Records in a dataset
- - -

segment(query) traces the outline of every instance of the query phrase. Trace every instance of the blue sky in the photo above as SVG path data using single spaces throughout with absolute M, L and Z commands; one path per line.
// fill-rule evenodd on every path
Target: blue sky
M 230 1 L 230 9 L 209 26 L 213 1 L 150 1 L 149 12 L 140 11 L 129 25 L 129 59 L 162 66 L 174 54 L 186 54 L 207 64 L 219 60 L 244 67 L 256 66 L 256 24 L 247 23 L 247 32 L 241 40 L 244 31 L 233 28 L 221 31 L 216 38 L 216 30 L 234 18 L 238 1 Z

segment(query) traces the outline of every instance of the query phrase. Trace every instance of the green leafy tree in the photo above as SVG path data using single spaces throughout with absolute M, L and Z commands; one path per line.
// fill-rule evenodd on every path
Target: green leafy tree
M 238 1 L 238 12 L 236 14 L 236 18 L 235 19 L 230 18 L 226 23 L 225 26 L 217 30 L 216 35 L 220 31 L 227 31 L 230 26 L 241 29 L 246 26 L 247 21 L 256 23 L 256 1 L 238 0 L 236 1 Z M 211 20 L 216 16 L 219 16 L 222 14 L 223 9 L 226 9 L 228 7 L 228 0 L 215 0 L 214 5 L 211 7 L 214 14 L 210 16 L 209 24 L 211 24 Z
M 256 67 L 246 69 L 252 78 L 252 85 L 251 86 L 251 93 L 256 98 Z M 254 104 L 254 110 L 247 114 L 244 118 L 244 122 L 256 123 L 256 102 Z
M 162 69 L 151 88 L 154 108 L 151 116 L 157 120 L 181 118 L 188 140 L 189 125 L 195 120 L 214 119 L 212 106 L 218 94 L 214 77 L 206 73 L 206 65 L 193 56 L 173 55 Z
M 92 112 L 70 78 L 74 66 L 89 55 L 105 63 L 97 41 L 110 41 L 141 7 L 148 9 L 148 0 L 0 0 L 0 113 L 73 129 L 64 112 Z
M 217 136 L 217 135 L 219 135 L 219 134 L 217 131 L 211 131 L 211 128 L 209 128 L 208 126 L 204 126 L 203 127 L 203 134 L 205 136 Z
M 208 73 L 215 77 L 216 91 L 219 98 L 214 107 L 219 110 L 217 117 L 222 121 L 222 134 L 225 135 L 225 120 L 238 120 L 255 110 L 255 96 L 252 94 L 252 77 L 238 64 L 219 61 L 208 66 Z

- - -

What you should do: Give each line of the items above as a JSON list of strings, with one string per line and blank lines left out.

Task output:
[
  "segment(query) traces the outline of every instance of the query phrase. Trace every instance of the blue sky in the photo above as SVG path data using single spaces throughout with absolute M, L and Z commands; one path per line.",
  "// fill-rule evenodd on every path",
  "Target: blue sky",
  "M 230 1 L 230 9 L 209 26 L 213 1 L 150 1 L 149 12 L 140 11 L 129 25 L 129 59 L 162 66 L 174 54 L 186 54 L 207 64 L 219 60 L 244 67 L 256 66 L 256 24 L 247 23 L 247 32 L 241 40 L 244 31 L 233 28 L 221 31 L 216 38 L 216 30 L 234 18 L 238 1 Z",
  "segment(query) traces the outline of every instance of the query phrase. Trace every instance of the green leafy tree in the photo above as SVG path data using single spaces throughout with absolute M, L and Z commands; one path per line.",
  "// fill-rule evenodd on every path",
  "Target: green leafy tree",
  "M 238 1 L 238 12 L 236 14 L 236 18 L 235 19 L 230 18 L 226 23 L 225 26 L 217 30 L 216 35 L 220 31 L 227 31 L 230 26 L 241 29 L 246 26 L 247 21 L 256 23 L 256 1 L 238 0 L 236 1 Z M 211 20 L 216 16 L 219 16 L 222 14 L 223 9 L 226 9 L 228 7 L 228 0 L 215 0 L 214 5 L 211 7 L 214 14 L 210 16 L 209 24 L 211 24 Z",
  "M 256 67 L 246 69 L 252 78 L 252 85 L 251 86 L 251 93 L 256 98 Z M 254 104 L 254 110 L 247 114 L 244 118 L 244 122 L 256 123 L 256 102 Z",
  "M 162 69 L 151 88 L 154 108 L 151 116 L 157 120 L 181 118 L 188 140 L 189 125 L 195 120 L 214 119 L 212 106 L 218 94 L 214 77 L 206 73 L 206 65 L 193 56 L 173 55 Z",
  "M 92 112 L 70 78 L 74 66 L 89 55 L 105 63 L 97 41 L 110 41 L 141 7 L 148 9 L 148 0 L 0 0 L 0 113 L 73 129 L 64 112 Z",
  "M 217 136 L 217 135 L 219 135 L 219 134 L 217 131 L 211 131 L 211 128 L 209 128 L 208 126 L 204 126 L 203 127 L 203 134 L 205 136 Z",
  "M 208 73 L 215 77 L 216 91 L 219 98 L 214 107 L 219 110 L 217 117 L 222 121 L 222 134 L 225 135 L 225 120 L 238 120 L 255 110 L 255 96 L 252 94 L 252 77 L 238 64 L 219 61 L 208 66 Z"
]